▶ [SHORT EXERCISE A]:
Reproduce the stretch of the post on government paperwork below from "Brandon has a" through "after it's done.".
▶ [SHORT EXERCISE B]:
In the post on government paperwork below, how old was William when the voucher money finally reached the bank account?

▶ [PAGE]:

Working for the US Government is not for those who hate paperwork.  Since everything the government does is funded by public taxpayer money, everything that costs money has to be documented.  When William was born last year, before we could go get home we had to 1. fill out form OF-126 2. get a birth certificate 3. Apply for a diplomatic passport 4. Apply for a Tajik visa, 5. Set up a layette shipment, and finally, 6. book plane tickets.  This of course, had nothing to do with the insurance paperwork, which was actually less paperwork.  

After we got home, I got to file a voucher for our covered expenses from the last three months, which included scanning in all of the receipts, inputting the expenses, listing the lodging for ninety days ($0, typed in ninety times), figuring out M&IE for seven people (that took some calculating) for two different locations, and then telling the money where to go.  After that it only took five or six different adjustments to the voucher and accompanying email exchanges before the money finally made it to our bank account - when William was seven months old.  

Brandon has a severe dislike for paperwork, and so when we discovered a few years ago that I could do the vouchering for him, it was a minor miracle.  I had been bothering him for nine months to voucher Joseph's trip to London (cost: about $6000) and he could never get around to it.  

So, paperwork.  There's nothing that gets done in the US Government without a stack of paperwork filled before it's done and another after it's done.

Two or three months ago I started putting together our itinerary for our upcoming home leave, training, and departure for Tashkent.  Unlike Brandon, I adore putting together a schedule and so wanted to get everything nailed down as soon as humanly possible.  Our plane schedules (with the exception of last summer) always end up being strange and so I like to get the tickets booked sooner when they're cheaper.  Also, we always end up on small flights for our last leg and sometimes they don't have eight free seats on a flight with only twenty or so people.  

I checked with my mom, I checked with our friends in London, I checked with Brandon's mom, and I checked with the travel office.  Everything was in complete harmony and I was ready to get those tickets bought.  

But then, of course, I ran into the inevitable snag, also known as Forms I Cannot Fill Out Myself.  There are a lot of forms that I can download off the internet, electronically sign for Brandon, and send in myself.  I like those forms.  They allow me to get my job done without asking my poor overworked husband who is doing a lot of jobs right now to do one more thing extra.  I hate asking him to do those things because then I become just one more nagger instead of the one person who isn't asking him for something.

Unfortunately for my plane tickets, not only was this form not only one I couldn't get off the internet, it wasn't even one that Brandon could print off and bring home.  It was an entire system that could only be accessed from the State department intranet.  

So I just asked.  And then asked.  And asked and asked and asked.  But meanwhile the government shut down, Brandon had to fill in for an absent TDYer, there were cables to write, meetings to attend, and reports to write about the meetings he attended.  I'm really wondering where those lazy government workers are so that Brandon can get at job there instead of working ten- or twelve- hour days for State.  

So one night last week we were drinking hot chocolate.  Often after the children go to bed we will have a treat together because we're adults and we can do that.  While sipping our hot chocolate, I was asking Brandon about how progress on the TM2 was going.  "Well," he started encouragingly, "I opened it up today.  But then I realized that I didn't have our itinerary so I couldn't fill it out."

▶ [EXCERPTED RECORDS]:
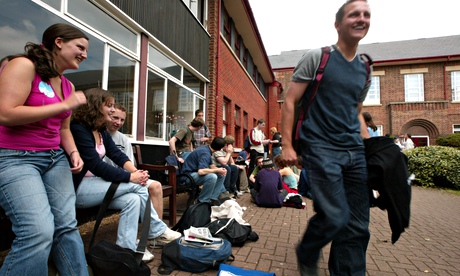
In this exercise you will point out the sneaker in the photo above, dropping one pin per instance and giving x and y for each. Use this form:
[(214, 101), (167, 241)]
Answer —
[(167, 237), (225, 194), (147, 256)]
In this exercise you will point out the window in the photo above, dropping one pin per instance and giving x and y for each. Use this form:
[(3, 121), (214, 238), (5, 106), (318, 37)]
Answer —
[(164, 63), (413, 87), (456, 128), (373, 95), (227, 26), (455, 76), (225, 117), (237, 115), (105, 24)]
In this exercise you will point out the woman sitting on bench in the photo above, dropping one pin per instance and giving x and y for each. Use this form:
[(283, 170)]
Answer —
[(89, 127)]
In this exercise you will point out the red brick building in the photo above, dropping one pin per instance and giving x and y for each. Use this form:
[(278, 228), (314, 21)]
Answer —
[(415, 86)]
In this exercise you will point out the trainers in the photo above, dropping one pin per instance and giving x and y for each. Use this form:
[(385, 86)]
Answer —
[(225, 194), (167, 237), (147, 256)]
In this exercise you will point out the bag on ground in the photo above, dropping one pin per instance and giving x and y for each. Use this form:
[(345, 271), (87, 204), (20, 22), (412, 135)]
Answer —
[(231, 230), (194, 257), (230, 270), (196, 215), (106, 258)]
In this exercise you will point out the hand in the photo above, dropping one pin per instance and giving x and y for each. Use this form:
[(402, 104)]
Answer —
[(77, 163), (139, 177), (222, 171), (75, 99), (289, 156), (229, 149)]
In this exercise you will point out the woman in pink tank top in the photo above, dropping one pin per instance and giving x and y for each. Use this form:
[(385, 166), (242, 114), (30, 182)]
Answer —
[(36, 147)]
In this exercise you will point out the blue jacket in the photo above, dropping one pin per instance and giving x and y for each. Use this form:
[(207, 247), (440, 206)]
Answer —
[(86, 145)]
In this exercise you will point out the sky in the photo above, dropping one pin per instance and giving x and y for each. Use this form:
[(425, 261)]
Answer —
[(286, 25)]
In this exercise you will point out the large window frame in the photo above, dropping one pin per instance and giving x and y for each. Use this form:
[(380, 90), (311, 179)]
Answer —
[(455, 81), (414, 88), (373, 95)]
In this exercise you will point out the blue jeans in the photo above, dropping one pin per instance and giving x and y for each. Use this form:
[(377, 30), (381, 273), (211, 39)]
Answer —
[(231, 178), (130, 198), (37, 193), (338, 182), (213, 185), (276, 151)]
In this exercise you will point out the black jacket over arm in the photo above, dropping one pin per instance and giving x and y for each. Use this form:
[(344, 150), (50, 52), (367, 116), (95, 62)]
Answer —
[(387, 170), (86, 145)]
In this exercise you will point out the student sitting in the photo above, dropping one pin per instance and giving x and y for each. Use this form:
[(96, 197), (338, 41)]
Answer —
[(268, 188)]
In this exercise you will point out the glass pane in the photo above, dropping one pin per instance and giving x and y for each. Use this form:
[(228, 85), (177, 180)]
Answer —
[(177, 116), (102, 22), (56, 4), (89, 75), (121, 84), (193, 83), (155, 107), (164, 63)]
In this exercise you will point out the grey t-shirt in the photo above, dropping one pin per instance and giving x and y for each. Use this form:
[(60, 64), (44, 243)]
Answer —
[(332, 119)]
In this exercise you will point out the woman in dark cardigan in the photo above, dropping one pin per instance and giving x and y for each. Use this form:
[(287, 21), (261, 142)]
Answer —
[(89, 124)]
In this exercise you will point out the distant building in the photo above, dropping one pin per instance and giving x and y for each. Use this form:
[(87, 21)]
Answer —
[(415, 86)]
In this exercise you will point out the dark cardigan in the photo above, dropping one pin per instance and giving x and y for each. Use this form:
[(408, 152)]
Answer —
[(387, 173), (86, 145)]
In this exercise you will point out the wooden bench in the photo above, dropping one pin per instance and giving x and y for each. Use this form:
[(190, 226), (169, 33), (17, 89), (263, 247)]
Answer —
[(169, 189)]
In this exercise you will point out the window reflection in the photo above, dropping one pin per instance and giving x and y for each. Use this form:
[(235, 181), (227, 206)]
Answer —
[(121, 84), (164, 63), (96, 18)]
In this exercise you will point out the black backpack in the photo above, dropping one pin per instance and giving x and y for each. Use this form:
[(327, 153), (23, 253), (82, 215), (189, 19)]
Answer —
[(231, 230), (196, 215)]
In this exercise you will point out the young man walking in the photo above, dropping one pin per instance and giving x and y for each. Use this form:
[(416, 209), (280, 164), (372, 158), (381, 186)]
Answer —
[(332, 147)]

▶ [FINAL RESULT A]:
Brandon has a severe dislike for paperwork, and so when we discovered a few years ago that I could do the vouchering for him, it was a minor miracle.  I had been bothering him for nine months to voucher Joseph's trip to London (cost: about $6000) and he could never get around to it.  

So, paperwork.  There's nothing that gets done in the US Government without a stack of paperwork filled before it's done and another after it's done.

▶ [FINAL RESULT B]:
Seven months old.